_Task details_:
Could you revise the material below so that "male runner" becomes "male athlete" and nothing else changes?
** BEGIN Source data **
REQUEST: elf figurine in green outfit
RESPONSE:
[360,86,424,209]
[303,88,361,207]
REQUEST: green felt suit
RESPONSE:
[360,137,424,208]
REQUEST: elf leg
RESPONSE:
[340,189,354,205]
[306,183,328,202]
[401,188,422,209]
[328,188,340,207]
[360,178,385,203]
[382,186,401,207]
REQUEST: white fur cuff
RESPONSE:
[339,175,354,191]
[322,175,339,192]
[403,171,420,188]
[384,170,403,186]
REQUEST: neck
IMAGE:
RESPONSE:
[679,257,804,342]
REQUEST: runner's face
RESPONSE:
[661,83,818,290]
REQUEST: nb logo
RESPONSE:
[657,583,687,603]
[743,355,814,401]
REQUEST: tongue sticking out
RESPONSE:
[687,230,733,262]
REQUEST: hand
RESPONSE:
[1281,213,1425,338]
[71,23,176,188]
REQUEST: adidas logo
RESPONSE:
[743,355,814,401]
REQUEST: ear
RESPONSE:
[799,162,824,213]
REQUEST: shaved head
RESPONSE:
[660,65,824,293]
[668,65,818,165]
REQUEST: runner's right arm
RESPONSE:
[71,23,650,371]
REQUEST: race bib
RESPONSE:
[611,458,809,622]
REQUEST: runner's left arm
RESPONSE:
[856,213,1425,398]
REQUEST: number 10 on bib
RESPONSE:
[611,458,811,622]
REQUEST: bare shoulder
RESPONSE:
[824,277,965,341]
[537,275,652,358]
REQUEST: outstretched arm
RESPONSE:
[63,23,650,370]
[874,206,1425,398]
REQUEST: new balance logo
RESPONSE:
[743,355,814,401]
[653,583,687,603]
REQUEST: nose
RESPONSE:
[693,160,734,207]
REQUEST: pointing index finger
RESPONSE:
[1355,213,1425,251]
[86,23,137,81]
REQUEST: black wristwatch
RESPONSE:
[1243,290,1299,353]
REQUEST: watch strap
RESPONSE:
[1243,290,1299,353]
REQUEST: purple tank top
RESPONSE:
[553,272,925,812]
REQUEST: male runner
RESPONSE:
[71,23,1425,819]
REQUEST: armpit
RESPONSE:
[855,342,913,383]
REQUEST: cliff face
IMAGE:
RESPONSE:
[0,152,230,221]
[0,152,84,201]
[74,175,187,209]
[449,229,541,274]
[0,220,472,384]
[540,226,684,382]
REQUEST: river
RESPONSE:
** END Source data **
_Answer for this exercise_:
REQUEST: elf figurine in green outfit
RESPONSE:
[360,86,424,209]
[303,88,361,207]
REQUEST: green felt suit
RESPONSE:
[360,137,424,208]
REQUEST: elf leg
RESPONSE:
[340,189,354,205]
[306,183,328,202]
[401,188,422,209]
[328,188,340,207]
[360,178,385,203]
[382,186,401,207]
REQUEST: white fur cuff
RESPONSE:
[339,175,354,191]
[322,175,339,192]
[403,171,420,188]
[384,170,403,186]
REQUEST: neck
IMAGE:
RESPONSE:
[679,257,804,342]
REQUEST: runner's face
RESPONSE:
[661,83,818,290]
REQUEST: nb logo
RESPONSE:
[657,583,687,603]
[743,355,814,401]
REQUEST: tongue sticking out
RESPONSE:
[687,230,733,262]
REQUEST: hand
RESPONSE:
[1281,213,1425,338]
[71,23,176,188]
REQUEST: adidas logo
RESPONSE:
[743,355,814,401]
REQUEST: ear
RESPONSE:
[799,162,824,213]
REQUEST: shaved head
RESPONSE:
[660,65,824,293]
[668,65,818,165]
REQUEST: runner's right arm
RESPONSE:
[71,23,650,371]
REQUEST: race bib
RESPONSE:
[611,458,809,622]
REQUEST: runner's left arm
RESPONSE:
[856,213,1425,398]
REQUEST: number 10 on bib
RESPONSE:
[611,458,811,622]
REQUEST: bare shoulder
RESPONSE:
[824,277,965,341]
[537,275,652,358]
REQUEST: outstretched arm
RESPONSE:
[63,23,650,370]
[874,206,1425,398]
REQUEST: new balance logo
RESPONSE:
[743,355,814,401]
[653,583,687,603]
REQUEST: nose
RESPONSE:
[693,160,734,207]
REQUEST: pointing index finger
RESPONSE:
[1355,213,1425,251]
[86,23,137,81]
REQUEST: black wristwatch
RESPONSE:
[1243,290,1299,353]
REQUEST: watch strap
RESPONSE:
[1243,290,1299,353]
REQUEST: purple tank top
RESPONSE:
[553,272,925,812]
REQUEST: male athlete
RESPONSE:
[71,23,1425,819]
REQUEST: armpit
RESPONSE:
[855,342,913,383]
REQUEST: cliff face
IMAGE:
RESPONSE:
[0,152,230,221]
[0,152,84,201]
[74,175,187,209]
[449,229,541,274]
[0,220,472,384]
[540,226,684,382]
REQUEST: river
RESPONSE:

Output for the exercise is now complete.